Pointing entries for named objects
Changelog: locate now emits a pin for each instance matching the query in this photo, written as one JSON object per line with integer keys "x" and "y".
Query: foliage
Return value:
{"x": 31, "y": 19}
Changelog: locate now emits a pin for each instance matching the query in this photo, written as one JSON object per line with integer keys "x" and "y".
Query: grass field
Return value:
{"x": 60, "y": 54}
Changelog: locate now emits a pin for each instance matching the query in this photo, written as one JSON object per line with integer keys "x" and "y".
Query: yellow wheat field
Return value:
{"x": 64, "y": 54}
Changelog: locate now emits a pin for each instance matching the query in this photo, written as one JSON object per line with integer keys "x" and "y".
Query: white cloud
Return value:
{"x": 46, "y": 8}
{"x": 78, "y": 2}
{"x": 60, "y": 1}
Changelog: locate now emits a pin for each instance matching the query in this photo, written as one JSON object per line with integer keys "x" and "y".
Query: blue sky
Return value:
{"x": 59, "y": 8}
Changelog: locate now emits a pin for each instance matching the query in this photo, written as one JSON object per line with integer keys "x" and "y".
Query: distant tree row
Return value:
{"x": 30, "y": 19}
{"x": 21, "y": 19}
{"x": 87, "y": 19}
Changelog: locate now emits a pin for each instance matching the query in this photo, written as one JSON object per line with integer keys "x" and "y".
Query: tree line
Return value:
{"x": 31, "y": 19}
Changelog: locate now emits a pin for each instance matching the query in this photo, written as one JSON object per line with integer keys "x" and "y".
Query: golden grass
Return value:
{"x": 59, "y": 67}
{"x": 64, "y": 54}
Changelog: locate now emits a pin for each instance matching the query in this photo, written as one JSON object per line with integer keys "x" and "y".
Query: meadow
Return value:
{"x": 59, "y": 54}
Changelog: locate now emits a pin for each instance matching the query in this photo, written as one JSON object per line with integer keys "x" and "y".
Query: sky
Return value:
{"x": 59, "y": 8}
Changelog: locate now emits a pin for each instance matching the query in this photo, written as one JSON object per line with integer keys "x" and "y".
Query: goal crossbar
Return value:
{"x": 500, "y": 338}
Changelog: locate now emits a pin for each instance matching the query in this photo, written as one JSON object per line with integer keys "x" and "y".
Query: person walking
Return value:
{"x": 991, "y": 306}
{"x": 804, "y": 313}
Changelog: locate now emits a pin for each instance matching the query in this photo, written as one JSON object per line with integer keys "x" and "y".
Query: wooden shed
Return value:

CHALLENGE:
Copy out each line above that contains the word "grass".

EXERCISE ANSWER:
Query: grass field
Query: golden grass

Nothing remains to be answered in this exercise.